In the text on the revised household savings methodology, why were NPISHs brought into the investor category? Answer in one to three sentences.

▸ EXTRACTED TEXT
━━━━━━━━━━━━━━━━

What The New Methodology Covers?

The revised approach moves away from broad percentage-based estimates and toward actual data sourced directly from depositories, stock exchanges, and AMFI. It now captures household savings across a wider range of instruments and channels: IPOs, FPOs, rights issuances, preferential allotments, OFS through stock exchanges, private placements of corporate bonds, municipal bonds, securitised debt instruments, REITs, InvITs, mutual funds (including ETFs), and secondary market net investments across all segments.

NPISHs have also been brought into the investor category, recognising that entities like trusts and societies do channel funds into the securities market on behalf of households.

The data sources are now more direct. For equity, depositories track flows through public, rights and preferential issues, while NSE and BSE provide OFS data. For debt and REITs and InvITs, depositories again serve as the primary source. AMFI continues to supply mutual fund data. Secondary market data comes from stock exchanges.

Revised Data Adds ₹1.48 Lakh Crore To Household Savings

Year Household Savings via Securities Market (₹ crore) Gross Savings to GDP Household Savings to GDP
2022-23 2,59,789 29.76% 20.01%
2023-24 3,58,357 32.84% 20.58%
2024-25 6,90,963 34.94% 21.70%

For context, under the earlier methodology, the 2024-25 figure for household savings via securities markets would have been ₹5,42,756 crore; a gap of over ₹1.48 lakh crore from the revised number.

━━━━━━━━━━━━━━━━

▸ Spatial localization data
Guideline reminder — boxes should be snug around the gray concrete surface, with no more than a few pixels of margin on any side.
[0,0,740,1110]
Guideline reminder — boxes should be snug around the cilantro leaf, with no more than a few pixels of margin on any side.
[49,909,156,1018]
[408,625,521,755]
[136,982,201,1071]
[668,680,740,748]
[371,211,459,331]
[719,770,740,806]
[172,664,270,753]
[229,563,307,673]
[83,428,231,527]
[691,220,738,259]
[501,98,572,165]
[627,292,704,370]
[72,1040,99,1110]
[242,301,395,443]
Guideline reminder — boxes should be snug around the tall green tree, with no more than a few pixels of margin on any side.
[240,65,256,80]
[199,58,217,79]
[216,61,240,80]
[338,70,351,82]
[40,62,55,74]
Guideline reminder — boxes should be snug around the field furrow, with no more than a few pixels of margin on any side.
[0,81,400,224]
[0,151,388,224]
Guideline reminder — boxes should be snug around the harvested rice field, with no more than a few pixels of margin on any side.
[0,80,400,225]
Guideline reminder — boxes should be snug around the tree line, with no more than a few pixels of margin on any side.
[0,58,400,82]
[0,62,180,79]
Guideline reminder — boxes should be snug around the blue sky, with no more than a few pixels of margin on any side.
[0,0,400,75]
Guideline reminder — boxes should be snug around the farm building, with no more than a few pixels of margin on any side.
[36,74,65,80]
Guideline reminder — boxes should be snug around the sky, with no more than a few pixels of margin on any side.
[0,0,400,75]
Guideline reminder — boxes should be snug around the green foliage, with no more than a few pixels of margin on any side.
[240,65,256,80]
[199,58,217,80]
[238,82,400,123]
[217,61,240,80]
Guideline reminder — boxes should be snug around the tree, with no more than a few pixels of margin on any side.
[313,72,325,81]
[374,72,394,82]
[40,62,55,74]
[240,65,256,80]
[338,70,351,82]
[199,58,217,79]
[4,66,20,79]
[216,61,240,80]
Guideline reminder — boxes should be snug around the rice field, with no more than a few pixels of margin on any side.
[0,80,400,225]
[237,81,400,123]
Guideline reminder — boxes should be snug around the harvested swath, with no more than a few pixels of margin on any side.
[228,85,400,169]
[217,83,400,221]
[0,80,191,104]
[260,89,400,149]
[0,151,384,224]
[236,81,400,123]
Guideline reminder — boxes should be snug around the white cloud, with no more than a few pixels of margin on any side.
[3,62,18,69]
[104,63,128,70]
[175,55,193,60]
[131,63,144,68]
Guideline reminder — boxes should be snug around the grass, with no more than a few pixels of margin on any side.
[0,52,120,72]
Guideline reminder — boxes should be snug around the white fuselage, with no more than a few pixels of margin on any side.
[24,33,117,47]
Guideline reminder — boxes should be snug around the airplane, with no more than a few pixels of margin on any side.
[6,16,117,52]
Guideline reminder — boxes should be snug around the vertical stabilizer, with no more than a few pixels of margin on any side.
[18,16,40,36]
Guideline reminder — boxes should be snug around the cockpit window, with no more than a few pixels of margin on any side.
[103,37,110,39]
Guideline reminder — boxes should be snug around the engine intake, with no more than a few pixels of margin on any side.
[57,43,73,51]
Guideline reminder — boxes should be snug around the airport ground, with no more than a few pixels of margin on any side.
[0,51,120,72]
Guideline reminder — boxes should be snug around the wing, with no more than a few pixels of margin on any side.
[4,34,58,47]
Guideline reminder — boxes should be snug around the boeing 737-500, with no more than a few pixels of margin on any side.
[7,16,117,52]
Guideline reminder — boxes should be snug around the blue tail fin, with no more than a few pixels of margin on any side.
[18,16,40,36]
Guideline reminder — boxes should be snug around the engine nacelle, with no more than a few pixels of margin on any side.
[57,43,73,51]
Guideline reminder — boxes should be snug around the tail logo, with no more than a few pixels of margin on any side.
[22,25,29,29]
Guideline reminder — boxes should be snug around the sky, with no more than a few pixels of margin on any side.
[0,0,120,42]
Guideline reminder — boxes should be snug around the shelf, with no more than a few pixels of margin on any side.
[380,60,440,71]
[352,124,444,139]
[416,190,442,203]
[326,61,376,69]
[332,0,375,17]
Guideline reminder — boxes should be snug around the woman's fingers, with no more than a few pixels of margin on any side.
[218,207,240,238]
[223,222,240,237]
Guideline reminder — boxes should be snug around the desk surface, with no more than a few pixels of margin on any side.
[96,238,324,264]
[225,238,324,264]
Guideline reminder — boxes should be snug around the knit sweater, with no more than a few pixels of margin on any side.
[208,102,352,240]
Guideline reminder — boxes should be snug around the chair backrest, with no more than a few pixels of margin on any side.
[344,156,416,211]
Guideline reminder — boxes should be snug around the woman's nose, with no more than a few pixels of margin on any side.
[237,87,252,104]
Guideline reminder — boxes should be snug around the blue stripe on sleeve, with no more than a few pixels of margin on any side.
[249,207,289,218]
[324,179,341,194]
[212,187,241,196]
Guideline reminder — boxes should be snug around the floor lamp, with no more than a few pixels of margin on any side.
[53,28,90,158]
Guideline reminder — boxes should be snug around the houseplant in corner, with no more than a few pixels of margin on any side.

━━━━━━━━━━━━━━━━

▸ PROBLEM SOLUTION
NPISHs were brought into the investor category in recognition that entities such as trusts and societies channel funds into the securities market on behalf of households.